▶ **How to complete this task**
Which lines of the data below include the string "wheel"? Return each of them.

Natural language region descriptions

+ + +

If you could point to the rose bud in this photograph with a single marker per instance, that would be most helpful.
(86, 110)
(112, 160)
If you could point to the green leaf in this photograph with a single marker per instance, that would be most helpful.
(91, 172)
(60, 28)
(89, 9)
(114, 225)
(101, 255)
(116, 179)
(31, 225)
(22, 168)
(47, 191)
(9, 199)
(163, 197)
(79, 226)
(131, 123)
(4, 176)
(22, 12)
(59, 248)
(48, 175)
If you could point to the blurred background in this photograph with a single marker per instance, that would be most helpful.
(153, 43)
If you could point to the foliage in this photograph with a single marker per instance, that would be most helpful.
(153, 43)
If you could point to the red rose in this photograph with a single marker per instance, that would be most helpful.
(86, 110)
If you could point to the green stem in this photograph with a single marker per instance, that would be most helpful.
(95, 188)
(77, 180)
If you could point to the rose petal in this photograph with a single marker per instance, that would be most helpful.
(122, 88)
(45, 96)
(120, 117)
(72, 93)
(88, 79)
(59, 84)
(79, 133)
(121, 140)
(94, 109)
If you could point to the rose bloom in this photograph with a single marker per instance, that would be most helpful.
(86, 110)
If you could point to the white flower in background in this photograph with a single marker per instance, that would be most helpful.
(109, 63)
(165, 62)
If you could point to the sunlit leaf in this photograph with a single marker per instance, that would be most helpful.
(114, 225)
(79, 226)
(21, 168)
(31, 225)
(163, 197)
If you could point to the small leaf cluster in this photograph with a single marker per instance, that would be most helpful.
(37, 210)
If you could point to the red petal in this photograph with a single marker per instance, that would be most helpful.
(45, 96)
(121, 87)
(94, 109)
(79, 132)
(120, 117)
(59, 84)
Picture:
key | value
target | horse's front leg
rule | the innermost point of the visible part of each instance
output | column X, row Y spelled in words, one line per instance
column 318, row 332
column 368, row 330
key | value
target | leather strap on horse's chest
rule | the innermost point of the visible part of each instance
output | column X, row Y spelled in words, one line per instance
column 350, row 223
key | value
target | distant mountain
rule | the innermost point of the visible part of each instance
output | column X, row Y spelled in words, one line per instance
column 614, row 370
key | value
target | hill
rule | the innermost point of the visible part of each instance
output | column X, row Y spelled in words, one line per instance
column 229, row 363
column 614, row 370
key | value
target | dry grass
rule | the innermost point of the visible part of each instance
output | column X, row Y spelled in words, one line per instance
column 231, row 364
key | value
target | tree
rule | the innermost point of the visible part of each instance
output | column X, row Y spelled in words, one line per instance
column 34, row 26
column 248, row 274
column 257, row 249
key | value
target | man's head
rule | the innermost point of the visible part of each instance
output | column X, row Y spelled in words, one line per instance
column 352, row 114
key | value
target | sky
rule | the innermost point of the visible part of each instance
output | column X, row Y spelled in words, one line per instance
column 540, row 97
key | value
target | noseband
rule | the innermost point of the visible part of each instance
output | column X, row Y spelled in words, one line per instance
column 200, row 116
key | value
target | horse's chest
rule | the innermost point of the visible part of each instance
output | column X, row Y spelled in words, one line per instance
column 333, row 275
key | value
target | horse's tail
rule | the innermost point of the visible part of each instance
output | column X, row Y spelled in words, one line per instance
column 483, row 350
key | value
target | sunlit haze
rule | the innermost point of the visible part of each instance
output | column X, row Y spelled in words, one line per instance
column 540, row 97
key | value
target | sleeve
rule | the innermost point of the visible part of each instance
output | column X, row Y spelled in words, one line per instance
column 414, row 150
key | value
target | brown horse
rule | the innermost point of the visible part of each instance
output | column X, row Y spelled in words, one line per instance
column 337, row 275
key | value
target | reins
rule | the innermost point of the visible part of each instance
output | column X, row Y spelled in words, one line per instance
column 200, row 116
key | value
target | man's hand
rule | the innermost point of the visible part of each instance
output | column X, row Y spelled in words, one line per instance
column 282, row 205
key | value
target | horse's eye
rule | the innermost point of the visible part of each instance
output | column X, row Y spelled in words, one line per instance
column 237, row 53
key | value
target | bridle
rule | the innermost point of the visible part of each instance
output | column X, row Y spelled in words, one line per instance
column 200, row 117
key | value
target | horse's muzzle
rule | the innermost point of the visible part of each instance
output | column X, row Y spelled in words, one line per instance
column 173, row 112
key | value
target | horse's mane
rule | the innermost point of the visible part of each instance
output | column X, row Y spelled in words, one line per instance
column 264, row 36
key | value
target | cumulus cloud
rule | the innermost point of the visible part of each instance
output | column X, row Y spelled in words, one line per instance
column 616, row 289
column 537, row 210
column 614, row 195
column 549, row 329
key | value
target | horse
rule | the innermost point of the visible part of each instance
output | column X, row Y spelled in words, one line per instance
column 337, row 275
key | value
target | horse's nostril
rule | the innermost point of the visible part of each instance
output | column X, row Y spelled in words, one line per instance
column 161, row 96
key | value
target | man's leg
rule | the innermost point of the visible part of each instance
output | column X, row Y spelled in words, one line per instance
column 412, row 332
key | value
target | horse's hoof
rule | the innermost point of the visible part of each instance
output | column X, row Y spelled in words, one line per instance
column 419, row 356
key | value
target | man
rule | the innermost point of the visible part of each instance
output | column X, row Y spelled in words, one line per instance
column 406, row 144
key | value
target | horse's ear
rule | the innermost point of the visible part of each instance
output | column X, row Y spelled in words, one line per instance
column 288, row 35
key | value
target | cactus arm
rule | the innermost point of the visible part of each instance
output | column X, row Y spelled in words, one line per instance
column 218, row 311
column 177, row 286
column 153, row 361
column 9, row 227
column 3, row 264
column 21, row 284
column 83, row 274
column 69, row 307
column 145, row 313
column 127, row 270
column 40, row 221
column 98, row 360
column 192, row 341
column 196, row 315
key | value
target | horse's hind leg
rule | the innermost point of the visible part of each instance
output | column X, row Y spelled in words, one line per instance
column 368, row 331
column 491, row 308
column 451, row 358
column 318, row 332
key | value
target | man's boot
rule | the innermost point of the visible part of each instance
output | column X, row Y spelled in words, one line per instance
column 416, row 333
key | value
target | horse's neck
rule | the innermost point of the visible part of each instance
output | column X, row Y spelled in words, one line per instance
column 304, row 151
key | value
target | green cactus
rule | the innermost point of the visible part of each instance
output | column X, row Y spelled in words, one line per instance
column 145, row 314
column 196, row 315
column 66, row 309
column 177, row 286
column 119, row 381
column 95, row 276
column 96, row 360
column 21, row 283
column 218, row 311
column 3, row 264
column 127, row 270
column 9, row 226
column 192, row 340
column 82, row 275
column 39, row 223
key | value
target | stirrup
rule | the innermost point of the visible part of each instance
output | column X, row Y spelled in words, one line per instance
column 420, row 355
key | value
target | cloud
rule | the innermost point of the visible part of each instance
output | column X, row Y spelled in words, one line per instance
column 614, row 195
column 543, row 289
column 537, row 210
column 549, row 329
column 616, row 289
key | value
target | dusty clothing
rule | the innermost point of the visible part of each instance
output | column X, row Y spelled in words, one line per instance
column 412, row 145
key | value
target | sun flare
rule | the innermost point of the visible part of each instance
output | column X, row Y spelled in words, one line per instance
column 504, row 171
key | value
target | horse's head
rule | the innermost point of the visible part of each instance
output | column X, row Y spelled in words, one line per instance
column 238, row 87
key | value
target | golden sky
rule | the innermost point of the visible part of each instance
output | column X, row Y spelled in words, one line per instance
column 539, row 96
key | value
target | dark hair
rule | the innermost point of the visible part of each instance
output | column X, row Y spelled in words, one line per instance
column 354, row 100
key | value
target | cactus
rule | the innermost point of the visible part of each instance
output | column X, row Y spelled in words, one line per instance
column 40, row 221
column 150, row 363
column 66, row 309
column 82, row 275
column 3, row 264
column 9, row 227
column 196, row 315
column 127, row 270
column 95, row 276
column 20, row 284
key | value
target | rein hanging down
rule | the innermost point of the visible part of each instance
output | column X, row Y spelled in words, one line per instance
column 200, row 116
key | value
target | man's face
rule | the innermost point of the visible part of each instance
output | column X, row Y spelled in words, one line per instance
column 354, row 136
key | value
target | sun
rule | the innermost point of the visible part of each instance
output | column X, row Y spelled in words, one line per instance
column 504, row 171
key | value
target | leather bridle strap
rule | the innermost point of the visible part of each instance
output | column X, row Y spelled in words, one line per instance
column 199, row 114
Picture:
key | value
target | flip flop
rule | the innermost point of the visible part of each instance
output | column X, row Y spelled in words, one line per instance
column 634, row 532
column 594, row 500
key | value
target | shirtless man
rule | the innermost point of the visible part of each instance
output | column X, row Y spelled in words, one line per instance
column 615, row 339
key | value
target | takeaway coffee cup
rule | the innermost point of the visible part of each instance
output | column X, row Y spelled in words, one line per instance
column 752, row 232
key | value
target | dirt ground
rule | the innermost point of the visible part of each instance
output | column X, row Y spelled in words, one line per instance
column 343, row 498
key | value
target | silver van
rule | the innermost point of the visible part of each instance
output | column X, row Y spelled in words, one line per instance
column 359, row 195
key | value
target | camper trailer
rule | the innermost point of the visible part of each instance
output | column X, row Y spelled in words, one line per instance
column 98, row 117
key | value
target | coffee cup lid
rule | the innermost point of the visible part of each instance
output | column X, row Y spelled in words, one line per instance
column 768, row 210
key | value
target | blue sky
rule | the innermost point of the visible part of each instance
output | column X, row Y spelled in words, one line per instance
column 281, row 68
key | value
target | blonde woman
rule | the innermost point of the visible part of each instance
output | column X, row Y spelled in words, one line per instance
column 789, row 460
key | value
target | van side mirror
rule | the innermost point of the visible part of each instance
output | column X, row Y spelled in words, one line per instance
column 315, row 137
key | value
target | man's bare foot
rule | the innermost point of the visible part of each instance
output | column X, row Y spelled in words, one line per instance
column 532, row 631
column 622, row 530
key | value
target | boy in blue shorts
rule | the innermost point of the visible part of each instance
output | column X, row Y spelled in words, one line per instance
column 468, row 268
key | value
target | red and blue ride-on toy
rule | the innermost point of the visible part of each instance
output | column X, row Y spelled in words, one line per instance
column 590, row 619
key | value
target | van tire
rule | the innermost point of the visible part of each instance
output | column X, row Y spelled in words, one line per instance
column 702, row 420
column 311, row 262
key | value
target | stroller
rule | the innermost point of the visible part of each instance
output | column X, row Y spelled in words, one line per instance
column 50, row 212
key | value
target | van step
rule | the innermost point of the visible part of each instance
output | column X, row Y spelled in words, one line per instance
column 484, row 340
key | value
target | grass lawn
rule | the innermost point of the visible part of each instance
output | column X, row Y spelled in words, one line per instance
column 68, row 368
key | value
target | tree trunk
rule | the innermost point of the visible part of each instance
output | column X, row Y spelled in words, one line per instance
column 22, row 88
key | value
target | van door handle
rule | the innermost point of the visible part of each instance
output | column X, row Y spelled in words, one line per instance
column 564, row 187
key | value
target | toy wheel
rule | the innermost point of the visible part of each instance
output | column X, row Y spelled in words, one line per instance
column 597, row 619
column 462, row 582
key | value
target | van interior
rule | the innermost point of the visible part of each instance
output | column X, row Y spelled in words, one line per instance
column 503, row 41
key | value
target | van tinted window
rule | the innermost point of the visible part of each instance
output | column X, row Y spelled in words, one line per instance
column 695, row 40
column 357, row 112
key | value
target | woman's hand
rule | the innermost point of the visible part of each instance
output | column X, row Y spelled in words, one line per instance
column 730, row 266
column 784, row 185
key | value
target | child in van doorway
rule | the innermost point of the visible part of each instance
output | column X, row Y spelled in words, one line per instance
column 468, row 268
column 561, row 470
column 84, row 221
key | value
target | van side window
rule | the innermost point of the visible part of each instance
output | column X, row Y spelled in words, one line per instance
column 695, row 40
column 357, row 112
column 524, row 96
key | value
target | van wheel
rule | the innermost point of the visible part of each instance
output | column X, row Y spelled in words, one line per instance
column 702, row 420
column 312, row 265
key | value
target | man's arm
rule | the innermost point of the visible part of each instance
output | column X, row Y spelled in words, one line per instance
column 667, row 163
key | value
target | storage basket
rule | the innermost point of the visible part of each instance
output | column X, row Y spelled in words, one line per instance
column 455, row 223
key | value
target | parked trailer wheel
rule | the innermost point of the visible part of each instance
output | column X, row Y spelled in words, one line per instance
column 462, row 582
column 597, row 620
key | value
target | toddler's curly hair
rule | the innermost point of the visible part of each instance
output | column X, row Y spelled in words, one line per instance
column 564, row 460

+ + +

▶ **Solution to the problem**
target | toy wheel
target | van wheel
target | parked trailer wheel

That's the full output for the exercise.